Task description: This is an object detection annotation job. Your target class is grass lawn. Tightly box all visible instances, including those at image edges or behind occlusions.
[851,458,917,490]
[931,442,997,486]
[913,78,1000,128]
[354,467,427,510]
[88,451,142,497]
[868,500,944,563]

* AIM *
Pull out each line of the records that contains the string "object". Uppercase and lowercase count as different.

* OUTPUT FOR THIS EXERCISE *
Task description: This is an object detection annotation job. Your target class is grass lawn. Tightly box all visible instances, including those at image edges or behind occlusions.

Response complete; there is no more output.